Work to do. Reproduce all of the material below, changing every occurrence of "photo above" to "image above" and leaving everything else unchanged. Omit the pictures from your answer.
------------------------------------------------
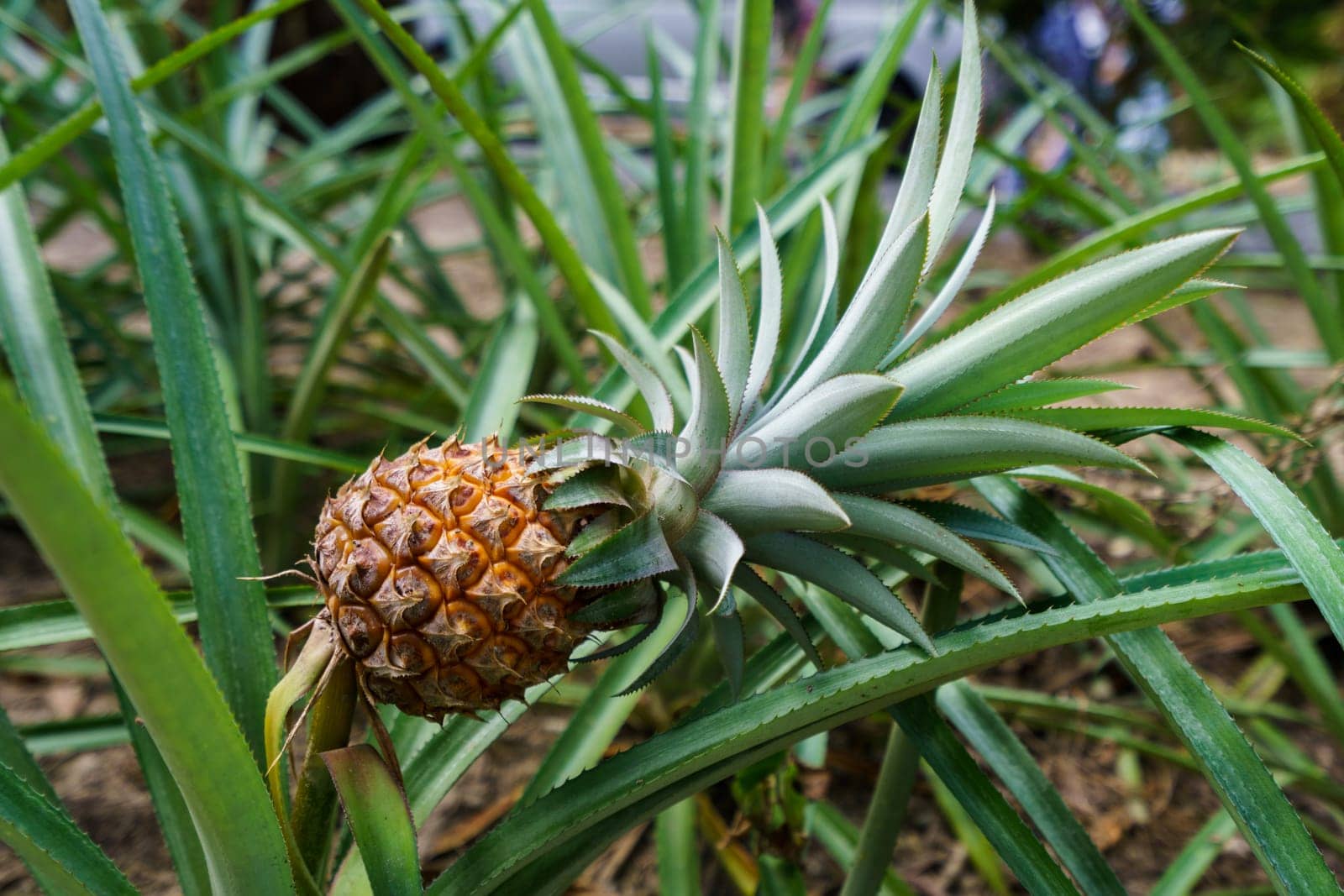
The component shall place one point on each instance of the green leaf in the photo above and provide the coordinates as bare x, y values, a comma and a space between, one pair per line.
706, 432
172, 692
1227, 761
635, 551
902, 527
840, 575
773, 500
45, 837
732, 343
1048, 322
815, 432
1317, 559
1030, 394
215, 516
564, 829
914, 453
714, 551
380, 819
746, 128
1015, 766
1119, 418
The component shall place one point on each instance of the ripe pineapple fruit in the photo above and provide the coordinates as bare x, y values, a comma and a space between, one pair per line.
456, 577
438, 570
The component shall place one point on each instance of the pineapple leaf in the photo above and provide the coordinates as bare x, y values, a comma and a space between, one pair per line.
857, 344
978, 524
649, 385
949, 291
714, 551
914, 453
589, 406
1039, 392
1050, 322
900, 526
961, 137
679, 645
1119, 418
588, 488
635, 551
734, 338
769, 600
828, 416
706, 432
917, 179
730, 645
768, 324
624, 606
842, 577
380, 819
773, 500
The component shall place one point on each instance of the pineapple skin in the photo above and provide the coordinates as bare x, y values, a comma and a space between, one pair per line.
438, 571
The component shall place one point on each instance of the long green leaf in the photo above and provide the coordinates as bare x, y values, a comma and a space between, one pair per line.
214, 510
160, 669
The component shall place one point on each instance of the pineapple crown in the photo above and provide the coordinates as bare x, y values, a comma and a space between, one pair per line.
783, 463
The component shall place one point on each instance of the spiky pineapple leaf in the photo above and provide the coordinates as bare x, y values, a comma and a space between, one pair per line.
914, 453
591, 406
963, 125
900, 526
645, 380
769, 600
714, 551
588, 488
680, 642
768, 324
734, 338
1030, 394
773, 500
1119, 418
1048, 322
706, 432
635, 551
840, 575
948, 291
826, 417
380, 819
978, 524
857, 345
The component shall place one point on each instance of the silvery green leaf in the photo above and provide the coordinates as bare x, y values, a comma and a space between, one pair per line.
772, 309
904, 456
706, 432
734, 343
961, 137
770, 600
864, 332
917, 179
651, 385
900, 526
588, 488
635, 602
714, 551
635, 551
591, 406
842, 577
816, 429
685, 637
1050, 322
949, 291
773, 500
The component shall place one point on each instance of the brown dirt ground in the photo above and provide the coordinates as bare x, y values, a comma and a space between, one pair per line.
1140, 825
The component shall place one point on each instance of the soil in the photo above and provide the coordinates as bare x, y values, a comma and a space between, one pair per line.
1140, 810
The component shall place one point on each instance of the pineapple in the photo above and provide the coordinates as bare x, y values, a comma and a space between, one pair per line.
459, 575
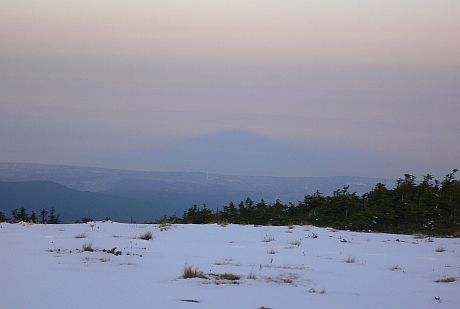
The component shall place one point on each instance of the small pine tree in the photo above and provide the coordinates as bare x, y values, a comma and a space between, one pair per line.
------------------------------------------------
Answer.
The component shall place one point on each instance of the green leaf in the image above and provide the coordinates as bare x, y values, a comma and a space between, one pair per line.
706, 432
172, 692
1227, 761
635, 551
902, 527
840, 575
773, 500
45, 837
732, 343
1048, 322
815, 432
1317, 559
1030, 394
215, 516
564, 829
914, 453
714, 551
380, 819
746, 128
1015, 766
1119, 418
The component shall place one point on each instance of the ripe pineapple fruit in the image above and provide the coordinates as bare x, y values, a comma and a space between, one pair per line.
456, 577
438, 570
The component shall place one point on each instance of the pineapple leaf in the image above and provide the coordinates as bare x, y values, a comma and a space between, one pair per line.
857, 344
978, 524
649, 385
949, 291
714, 551
914, 453
589, 406
1039, 392
1050, 322
900, 526
961, 137
679, 645
1119, 418
588, 488
635, 551
734, 338
769, 600
828, 416
706, 432
917, 179
730, 645
768, 324
624, 606
842, 577
380, 819
773, 500
The component shall place one point on each instance of the pineapple skin in the image above and provide the coordinates as bare x, y values, a comma and a space between, one pair per line.
438, 571
The component shall place one point on each instance of the long green leaf in the image above and provide the coordinates as bare x, y values, a comma and a space between, one pair per line.
214, 510
160, 669
The component shall place one point on each instance of the pineapple crown in the image above and provide the coordinates as bare x, y values, a comma and a space between, one pair per line.
783, 463
The component shall place one point on each instance of the spiky pineapple leaf in the image above and provide the coordinates as bare x, y values, a comma and a space between, one pair per line.
914, 453
591, 406
963, 125
900, 526
645, 380
769, 600
714, 551
588, 488
680, 642
768, 324
734, 338
1030, 394
773, 500
1119, 418
1048, 322
706, 432
635, 551
840, 575
948, 291
826, 417
380, 819
978, 524
857, 345
The component shall place one point on each instance of the silvery green leaf in the image above and provide the coordinates as bare x, y values, a comma and a space between, one pair per line.
772, 309
904, 456
706, 432
734, 343
961, 137
770, 600
864, 332
917, 179
651, 385
900, 526
588, 488
635, 602
714, 551
635, 551
591, 406
842, 577
816, 429
685, 637
1050, 322
949, 291
773, 500
The component shall place one point on each instance of the brown dirt ground in the image above and provide the coordinates as bare x, y values, a comma and a space between, one pair per line.
1140, 825
The component shall place one point on each instance of the soil in the image above and provide the coordinates as bare x, y values, a comma and a space between, one pair per line.
1140, 810
The component shall place one point on each instance of the pineapple in the image above and provide the coordinates as bare x, y values, a comma and a space between, one pair per line.
459, 575
The component shall place one point on each instance of the small pine tree in the image above and provide the coordinates as bare x, y values, a comma and a space between, one pair per line.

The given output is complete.